**Data provided:**

►

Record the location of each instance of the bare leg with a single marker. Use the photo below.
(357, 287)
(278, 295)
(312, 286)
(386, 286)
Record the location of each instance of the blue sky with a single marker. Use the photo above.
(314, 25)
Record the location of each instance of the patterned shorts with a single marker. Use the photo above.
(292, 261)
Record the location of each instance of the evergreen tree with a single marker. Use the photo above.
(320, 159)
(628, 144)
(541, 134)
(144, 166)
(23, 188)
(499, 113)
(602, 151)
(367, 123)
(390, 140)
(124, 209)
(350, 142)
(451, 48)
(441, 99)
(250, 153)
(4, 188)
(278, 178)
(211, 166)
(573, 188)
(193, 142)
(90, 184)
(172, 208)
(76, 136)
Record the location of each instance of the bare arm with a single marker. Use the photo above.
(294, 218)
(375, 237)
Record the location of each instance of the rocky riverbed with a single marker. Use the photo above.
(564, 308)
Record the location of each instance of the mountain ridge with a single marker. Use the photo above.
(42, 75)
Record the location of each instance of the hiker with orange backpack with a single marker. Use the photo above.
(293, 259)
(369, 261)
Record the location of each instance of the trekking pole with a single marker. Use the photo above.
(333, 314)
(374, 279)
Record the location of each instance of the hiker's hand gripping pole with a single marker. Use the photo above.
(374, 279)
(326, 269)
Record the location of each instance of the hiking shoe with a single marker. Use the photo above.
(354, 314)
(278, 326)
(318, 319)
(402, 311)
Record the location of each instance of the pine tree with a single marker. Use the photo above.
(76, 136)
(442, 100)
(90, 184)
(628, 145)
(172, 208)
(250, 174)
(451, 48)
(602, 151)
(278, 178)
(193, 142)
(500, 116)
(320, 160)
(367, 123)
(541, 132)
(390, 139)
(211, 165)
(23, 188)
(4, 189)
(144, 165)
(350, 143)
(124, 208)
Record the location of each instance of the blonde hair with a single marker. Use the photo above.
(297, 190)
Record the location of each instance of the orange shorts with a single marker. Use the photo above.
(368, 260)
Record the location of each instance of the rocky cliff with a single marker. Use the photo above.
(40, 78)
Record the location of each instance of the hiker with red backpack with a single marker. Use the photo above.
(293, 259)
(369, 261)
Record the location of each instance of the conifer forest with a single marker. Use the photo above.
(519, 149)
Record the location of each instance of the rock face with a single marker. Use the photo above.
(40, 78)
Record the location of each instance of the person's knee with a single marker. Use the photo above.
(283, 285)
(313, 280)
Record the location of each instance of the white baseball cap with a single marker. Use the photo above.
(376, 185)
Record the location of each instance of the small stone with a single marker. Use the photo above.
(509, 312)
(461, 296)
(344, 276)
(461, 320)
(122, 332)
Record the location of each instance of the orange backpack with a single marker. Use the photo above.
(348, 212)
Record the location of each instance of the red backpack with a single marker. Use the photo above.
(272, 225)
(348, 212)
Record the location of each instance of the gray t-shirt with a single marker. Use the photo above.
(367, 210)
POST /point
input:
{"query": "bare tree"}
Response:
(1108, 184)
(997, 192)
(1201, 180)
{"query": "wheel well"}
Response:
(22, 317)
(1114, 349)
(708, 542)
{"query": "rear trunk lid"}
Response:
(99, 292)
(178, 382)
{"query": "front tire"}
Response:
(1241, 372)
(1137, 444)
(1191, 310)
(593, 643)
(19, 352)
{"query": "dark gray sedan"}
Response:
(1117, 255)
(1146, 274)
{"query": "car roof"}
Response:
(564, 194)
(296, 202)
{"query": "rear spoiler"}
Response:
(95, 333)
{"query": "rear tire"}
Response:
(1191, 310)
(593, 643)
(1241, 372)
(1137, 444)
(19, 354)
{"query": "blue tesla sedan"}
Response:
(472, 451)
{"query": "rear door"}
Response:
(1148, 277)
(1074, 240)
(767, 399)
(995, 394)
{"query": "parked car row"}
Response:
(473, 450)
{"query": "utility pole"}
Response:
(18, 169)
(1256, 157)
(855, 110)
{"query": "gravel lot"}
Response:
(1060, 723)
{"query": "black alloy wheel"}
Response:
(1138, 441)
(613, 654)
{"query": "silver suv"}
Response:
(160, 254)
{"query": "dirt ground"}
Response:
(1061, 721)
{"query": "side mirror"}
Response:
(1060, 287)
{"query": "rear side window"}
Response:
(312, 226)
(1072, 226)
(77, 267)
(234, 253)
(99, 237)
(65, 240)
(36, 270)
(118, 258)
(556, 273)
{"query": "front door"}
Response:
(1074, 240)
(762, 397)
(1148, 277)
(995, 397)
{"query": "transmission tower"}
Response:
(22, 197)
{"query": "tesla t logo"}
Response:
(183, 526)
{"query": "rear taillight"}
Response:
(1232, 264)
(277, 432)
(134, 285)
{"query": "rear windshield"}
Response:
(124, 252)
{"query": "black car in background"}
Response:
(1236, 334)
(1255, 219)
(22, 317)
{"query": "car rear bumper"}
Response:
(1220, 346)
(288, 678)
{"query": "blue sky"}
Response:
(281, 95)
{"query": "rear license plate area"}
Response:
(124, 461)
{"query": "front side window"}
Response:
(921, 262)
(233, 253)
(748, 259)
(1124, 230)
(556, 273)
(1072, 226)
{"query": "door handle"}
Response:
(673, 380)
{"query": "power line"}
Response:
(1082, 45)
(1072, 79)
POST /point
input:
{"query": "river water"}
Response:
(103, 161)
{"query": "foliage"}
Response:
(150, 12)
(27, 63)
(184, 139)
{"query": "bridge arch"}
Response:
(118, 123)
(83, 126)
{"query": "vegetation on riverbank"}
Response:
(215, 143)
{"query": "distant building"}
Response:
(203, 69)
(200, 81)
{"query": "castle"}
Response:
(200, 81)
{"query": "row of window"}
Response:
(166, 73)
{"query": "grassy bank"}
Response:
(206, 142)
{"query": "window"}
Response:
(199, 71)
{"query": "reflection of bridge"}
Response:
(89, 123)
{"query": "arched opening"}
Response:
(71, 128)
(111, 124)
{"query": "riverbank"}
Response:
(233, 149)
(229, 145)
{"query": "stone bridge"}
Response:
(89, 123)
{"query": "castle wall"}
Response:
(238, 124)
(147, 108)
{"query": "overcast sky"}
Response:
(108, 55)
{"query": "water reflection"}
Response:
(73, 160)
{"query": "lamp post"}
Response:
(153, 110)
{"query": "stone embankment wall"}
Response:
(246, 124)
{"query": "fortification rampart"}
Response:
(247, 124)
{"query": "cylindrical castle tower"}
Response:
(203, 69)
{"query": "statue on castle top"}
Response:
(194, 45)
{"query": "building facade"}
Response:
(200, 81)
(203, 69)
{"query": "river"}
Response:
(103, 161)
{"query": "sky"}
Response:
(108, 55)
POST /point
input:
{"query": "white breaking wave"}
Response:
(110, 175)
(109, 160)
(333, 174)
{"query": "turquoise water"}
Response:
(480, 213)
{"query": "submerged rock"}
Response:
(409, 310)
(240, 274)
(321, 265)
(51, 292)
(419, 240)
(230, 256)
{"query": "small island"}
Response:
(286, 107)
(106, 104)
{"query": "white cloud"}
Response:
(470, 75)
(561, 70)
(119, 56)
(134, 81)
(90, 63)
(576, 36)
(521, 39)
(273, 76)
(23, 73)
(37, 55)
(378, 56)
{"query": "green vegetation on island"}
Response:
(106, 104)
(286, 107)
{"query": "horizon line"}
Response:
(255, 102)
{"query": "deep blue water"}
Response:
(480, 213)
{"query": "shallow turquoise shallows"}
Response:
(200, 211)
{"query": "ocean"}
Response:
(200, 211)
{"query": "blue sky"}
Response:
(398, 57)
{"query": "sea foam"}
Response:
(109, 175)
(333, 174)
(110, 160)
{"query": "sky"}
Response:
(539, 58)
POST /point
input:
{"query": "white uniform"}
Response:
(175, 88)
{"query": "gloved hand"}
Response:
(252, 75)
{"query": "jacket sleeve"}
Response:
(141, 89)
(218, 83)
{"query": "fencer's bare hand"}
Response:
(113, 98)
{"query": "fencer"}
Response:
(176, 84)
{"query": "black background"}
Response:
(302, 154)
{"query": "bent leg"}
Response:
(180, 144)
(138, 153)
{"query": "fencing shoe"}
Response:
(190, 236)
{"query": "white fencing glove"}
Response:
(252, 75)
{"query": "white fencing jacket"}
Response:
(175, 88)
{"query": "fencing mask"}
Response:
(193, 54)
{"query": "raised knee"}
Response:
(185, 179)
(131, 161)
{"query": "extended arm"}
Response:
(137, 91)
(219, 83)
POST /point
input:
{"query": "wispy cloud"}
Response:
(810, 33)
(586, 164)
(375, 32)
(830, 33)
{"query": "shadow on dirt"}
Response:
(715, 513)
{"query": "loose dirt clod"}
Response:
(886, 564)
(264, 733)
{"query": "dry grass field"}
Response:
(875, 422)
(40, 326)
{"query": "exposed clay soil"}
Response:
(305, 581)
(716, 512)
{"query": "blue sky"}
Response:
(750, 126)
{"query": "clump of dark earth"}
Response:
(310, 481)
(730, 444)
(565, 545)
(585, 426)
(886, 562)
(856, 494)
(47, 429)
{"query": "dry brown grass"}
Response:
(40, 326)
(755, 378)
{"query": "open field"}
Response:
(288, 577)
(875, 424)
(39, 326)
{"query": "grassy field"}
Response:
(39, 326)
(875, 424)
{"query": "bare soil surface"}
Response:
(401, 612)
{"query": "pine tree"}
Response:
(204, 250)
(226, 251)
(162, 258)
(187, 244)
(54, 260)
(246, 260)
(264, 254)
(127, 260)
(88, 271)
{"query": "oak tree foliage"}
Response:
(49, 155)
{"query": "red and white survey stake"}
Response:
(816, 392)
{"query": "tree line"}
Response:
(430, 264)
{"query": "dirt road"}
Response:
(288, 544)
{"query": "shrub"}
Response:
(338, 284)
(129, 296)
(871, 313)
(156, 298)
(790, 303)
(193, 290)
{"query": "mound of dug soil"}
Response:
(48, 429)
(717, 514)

◄

**Aim of the task:** Show the lines above that have the word "dark".

**Answer section:**
{"query": "dark gray sedan"}
{"query": "clump of dark earth"}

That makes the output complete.